Passage:
---------------

# Joining a bent lamination



## Dorado (Mar 15, 2013)

I'm in the process of making a coffee table top that is the shape of a right triangle. The three corners are rounded into a 3" radius. The edges of the top are trimmed with 3/4" x 1 3/4" Red Oak to create a thicker looking top to the table. The corners edge banding will be bent laminations made up with layers of veneer. My first question is: Has anyone had success with 1/16" or 1/24" flat cut Red Oak raw veneer around this radius?

My 2nd question is: What kind of joinery would be best to join the ends of the arcs to the ends of the strait edge banding? I have thought of Dowels, Biscuits, and even a running dove tail. I not sure if the plastic resin glue used with the laminations would be a factor or not.

Work Safely!

Dorado


----------



## SCOTSMAN (Aug 1, 2008)

Mortice and tennon or similar. Alistair


----------



## SamuraiSaw (Jan 8, 2013)

I've not had good luck bending oak, especially that tight a radius. Oak is such an open grain, it has a tendency to split. If you're steam bending, oak doesn't like moisture and has a tendency to turn black.

Have you thought about making the radiused corner out of solid stock, say poplar, and putting Oak veneer on the radius? That would give you a clean look and allow you to create a solid joint with the skirt.


----------



## Woodendeavor (Apr 7, 2011)

I have built shaker boxes from oak 1/16 thick on a radius of 2 1/4". I have to be careful to pick straight grain but it is possible


----------



## SamuraiSaw (Jan 8, 2013)

Do you steam the wood?

I've had a little better luck with rift or quarter sawn, but I've never had good success with plain sawn oak.

My technique needs some help.


----------



## renners (Apr 9, 2010)

What is the table top made of and how thick is the table top (1 3/4 is the height of the banding right?).

If I understand this correctly, you are attempting to give a beefier look to your top by adding a combination of bent lam corners and straight pieces. Sorry to poo poo your idea, but I can't see it working. To get a seamless join between the top and the banding at the round corners, you would need to laminate them directly onto the edge of the table top, to do that, the table top will have to made the finished thickness you desire - if it's made of veneered mdf for instance, you could double it up, maybe put in a different thickness plain mdf as a filler to get the desired thickness (eg 3/4 1/4 3/4) and trim it all up using a template cutting bit to get the edges perpendicular around the perimeter and the full depth. Then start laminating. Now that's going to be a problem as well. Look at some commercially made round tables, they are edged not in segments as you suggest, but with continuous lengths overlapping and tapering at the joins so you don't see lots of butt joints - which is what you will have with what you are proposing. I would be thinking in terms of wrapping pieces of laminate around the whole table to achieve a seamless edge, and with the radius being tight, and the timber being oak, I don't know if that is achievable. In hindsight, you probably would have been better off edging a plain mdf full depth top first, and veneering on top of that, or making it out of solid timber altogether.

Are you routing a profile onto this table edge? If it's just a straight edge - contemporary look, you could use 2" iron on edging - but again, the table top would have to be the desired thickness all the way around for the iron on edging to stick to.

---------------

Stored data:
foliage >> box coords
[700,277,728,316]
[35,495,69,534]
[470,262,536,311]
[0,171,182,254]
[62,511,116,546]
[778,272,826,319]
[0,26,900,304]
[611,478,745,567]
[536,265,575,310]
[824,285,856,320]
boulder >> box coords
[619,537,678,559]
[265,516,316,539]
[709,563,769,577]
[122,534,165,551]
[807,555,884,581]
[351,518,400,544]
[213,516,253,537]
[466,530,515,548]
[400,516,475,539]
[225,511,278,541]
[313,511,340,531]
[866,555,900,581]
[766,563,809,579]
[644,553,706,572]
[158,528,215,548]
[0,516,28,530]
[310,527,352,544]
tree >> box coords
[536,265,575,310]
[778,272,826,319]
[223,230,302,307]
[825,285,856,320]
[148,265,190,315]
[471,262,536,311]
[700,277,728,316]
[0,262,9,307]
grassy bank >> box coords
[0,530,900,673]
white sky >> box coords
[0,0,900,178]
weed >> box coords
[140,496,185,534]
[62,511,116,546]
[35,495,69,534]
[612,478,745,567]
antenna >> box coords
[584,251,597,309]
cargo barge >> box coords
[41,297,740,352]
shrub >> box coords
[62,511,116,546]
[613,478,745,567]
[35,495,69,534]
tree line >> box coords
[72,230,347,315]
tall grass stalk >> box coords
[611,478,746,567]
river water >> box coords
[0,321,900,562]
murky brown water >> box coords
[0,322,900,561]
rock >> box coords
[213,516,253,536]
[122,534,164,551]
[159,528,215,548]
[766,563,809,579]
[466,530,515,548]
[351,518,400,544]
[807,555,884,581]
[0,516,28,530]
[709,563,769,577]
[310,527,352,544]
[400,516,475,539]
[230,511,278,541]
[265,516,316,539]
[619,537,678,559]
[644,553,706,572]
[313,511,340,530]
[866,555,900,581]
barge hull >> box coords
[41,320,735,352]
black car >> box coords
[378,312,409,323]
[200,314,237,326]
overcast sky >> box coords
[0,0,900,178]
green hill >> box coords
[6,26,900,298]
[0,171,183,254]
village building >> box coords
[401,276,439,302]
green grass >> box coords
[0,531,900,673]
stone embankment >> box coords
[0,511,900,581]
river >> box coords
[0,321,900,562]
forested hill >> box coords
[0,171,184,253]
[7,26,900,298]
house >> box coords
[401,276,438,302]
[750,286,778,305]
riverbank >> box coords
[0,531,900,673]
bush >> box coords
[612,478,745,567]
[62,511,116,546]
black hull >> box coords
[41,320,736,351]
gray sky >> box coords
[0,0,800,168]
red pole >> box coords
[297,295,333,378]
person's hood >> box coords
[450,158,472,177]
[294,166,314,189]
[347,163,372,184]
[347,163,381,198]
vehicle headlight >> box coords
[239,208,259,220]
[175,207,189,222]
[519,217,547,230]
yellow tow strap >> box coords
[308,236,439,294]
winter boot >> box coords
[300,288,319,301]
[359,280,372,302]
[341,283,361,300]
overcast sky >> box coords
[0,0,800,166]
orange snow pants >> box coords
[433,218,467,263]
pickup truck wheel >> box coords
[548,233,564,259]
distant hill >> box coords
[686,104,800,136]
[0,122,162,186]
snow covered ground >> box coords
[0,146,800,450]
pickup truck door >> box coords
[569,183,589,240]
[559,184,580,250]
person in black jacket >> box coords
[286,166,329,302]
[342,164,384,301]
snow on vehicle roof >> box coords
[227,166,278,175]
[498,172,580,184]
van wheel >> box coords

---------------

What to do:
[A] In the bent lamination thread above, can you change the stretch from "Mortice and tennon" through "with the skirt." so that "maple" replaces "poplar"?
[B] Can you restate more briefly the paragraph of the bent lamination thread that begins "I've not had good luck bending oak," keeping its main facts?

Solutions for each task:
[A]
Mortice and tennon or similar. Alistair


----------



## SamuraiSaw (Jan 8, 2013)

I've not had good luck bending oak, especially that tight a radius. Oak is such an open grain, it has a tendency to split. If you're steam bending, oak doesn't like moisture and has a tendency to turn black.

Have you thought about making the radiused corner out of solid stock, say maple, and putting Oak veneer on the radius? That would give you a clean look and allow you to create a solid joint with the skirt.

[B] Bending oak has gone poorly, especially at so tight a radius. Its open grain makes it prone to split, and in steam bending it dislikes moisture and tends to turn black.